__Supplied material__.
▽
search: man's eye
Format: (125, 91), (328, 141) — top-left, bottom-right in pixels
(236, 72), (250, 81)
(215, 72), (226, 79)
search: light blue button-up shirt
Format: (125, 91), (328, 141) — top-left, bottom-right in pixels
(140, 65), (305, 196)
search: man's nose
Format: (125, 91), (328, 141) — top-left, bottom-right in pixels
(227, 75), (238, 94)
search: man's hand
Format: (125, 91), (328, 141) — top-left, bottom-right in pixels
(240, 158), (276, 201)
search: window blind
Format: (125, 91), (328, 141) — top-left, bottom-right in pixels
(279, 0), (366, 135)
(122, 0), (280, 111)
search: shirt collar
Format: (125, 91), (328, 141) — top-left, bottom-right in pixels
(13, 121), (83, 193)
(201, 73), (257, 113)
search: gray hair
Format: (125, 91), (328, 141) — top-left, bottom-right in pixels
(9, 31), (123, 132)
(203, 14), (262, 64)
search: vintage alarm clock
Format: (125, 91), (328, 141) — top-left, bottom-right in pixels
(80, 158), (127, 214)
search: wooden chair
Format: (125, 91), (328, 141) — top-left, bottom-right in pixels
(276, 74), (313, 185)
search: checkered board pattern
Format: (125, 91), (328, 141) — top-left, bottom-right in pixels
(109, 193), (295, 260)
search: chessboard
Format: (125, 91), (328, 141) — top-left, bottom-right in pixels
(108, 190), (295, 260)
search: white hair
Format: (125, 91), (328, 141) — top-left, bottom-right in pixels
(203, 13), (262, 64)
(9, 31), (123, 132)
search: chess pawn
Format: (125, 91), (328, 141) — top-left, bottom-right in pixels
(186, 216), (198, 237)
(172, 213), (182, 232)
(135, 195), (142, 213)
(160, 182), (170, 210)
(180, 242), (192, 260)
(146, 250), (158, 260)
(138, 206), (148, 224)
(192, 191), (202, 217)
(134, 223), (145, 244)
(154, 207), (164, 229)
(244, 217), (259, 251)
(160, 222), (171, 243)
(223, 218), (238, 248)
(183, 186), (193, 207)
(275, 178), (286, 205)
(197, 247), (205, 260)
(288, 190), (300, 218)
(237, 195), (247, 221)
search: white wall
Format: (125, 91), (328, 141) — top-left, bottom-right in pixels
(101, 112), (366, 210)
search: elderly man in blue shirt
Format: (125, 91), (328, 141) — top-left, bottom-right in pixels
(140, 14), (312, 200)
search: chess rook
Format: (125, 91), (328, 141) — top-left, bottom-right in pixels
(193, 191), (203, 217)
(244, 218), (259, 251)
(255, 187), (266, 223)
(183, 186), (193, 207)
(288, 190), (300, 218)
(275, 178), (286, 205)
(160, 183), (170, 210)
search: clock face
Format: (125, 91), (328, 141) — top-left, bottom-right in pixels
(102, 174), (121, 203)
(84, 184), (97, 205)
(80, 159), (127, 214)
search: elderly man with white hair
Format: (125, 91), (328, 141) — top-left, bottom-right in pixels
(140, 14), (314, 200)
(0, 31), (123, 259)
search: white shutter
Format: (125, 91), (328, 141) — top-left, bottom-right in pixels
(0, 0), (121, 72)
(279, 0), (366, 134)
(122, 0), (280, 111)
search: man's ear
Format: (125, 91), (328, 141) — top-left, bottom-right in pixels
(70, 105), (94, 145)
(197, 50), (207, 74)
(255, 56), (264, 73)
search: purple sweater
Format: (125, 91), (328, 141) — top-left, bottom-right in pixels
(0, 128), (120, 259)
△
__What you need to do__. Lay out every line of the listing above as a Markdown table with the columns Row and Line, numbering each row and leaving out any blank lines.

__Expected answer__.
| Row | Line |
|---|---|
| 1 | search: man's eye |
| 2 | Format: (125, 91), (328, 141) — top-left, bottom-right in pixels |
| 3 | (236, 72), (250, 81) |
| 4 | (215, 72), (226, 79) |
| 5 | search: light blue button-up shirt |
| 6 | Format: (125, 91), (328, 141) — top-left, bottom-right in pixels |
| 7 | (140, 65), (305, 196) |
| 8 | search: man's nose |
| 9 | Format: (125, 91), (328, 141) — top-left, bottom-right in pixels |
| 10 | (227, 75), (238, 94) |
| 11 | search: man's hand |
| 12 | Format: (125, 91), (328, 141) — top-left, bottom-right in pixels |
| 13 | (240, 158), (276, 201) |
| 14 | search: window blind |
| 15 | Format: (125, 91), (328, 141) — top-left, bottom-right in pixels |
| 16 | (279, 0), (366, 135) |
| 17 | (122, 0), (280, 111) |
| 18 | search: shirt collar |
| 19 | Format: (125, 91), (328, 141) — top-left, bottom-right in pixels |
| 20 | (13, 121), (83, 193) |
| 21 | (201, 73), (257, 113) |
| 22 | search: gray hair |
| 23 | Format: (125, 91), (328, 141) — top-left, bottom-right in pixels |
| 24 | (9, 31), (123, 132) |
| 25 | (203, 14), (262, 64) |
| 26 | search: vintage alarm clock |
| 27 | Format: (125, 91), (328, 141) — top-left, bottom-right in pixels |
| 28 | (80, 158), (127, 214) |
| 29 | search: wooden chair |
| 30 | Format: (125, 91), (328, 141) — top-left, bottom-right in pixels |
| 31 | (276, 74), (313, 185) |
| 32 | search: checkered board pattern |
| 33 | Format: (125, 91), (328, 141) — top-left, bottom-right in pixels |
| 34 | (109, 193), (295, 260) |
| 35 | search: chessboard |
| 36 | Format: (125, 91), (328, 141) — top-left, bottom-right in pixels |
| 37 | (108, 190), (295, 260) |
| 38 | search: white hair |
| 39 | Format: (125, 91), (328, 141) — top-left, bottom-right in pixels |
| 40 | (203, 13), (262, 64) |
| 41 | (9, 31), (123, 132) |
| 42 | search: chess pawn |
| 43 | Format: (125, 91), (328, 141) — top-left, bottom-right in pixels |
| 44 | (186, 216), (198, 237) |
| 45 | (172, 213), (182, 232) |
| 46 | (135, 195), (142, 213) |
| 47 | (160, 182), (170, 210) |
| 48 | (180, 242), (192, 260) |
| 49 | (146, 250), (158, 260) |
| 50 | (138, 206), (148, 224) |
| 51 | (192, 191), (202, 217) |
| 52 | (134, 223), (145, 244) |
| 53 | (154, 207), (164, 229) |
| 54 | (244, 217), (259, 251) |
| 55 | (160, 222), (171, 243) |
| 56 | (223, 218), (238, 248) |
| 57 | (183, 186), (193, 207) |
| 58 | (275, 178), (286, 205) |
| 59 | (197, 247), (205, 260) |
| 60 | (288, 190), (300, 218) |
| 61 | (237, 195), (247, 221) |
| 62 | search: white wall |
| 63 | Format: (125, 91), (328, 141) — top-left, bottom-right in pixels |
| 64 | (101, 112), (366, 210) |
| 65 | search: elderly man in blue shirt |
| 66 | Format: (125, 91), (328, 141) — top-left, bottom-right in pixels |
| 67 | (140, 14), (312, 200) |
| 68 | search: chess rook |
| 69 | Format: (125, 91), (328, 141) — top-left, bottom-right in pixels |
| 70 | (193, 191), (203, 217) |
| 71 | (244, 218), (259, 251) |
| 72 | (255, 187), (266, 223) |
| 73 | (183, 186), (193, 207) |
| 74 | (288, 190), (300, 218) |
| 75 | (275, 178), (286, 205) |
| 76 | (160, 183), (170, 210) |
| 77 | search: clock face |
| 78 | Format: (125, 91), (328, 141) — top-left, bottom-right in pixels |
| 79 | (102, 174), (121, 203) |
| 80 | (84, 184), (97, 205) |
| 81 | (80, 159), (127, 214) |
| 82 | search: elderly man with white hair |
| 83 | Format: (125, 91), (328, 141) — top-left, bottom-right in pixels |
| 84 | (140, 14), (314, 200) |
| 85 | (0, 31), (123, 259) |
| 86 | search: white shutter |
| 87 | Format: (125, 91), (328, 141) — top-left, bottom-right in pixels |
| 88 | (0, 0), (121, 72) |
| 89 | (279, 0), (366, 134) |
| 90 | (122, 0), (280, 111) |
| 91 | search: man's ear |
| 92 | Format: (125, 91), (328, 141) — top-left, bottom-right in pixels |
| 93 | (70, 105), (94, 145) |
| 94 | (197, 50), (207, 74) |
| 95 | (255, 56), (264, 73) |
| 96 | search: purple sweater |
| 97 | Format: (125, 91), (328, 141) — top-left, bottom-right in pixels |
| 98 | (0, 128), (120, 259) |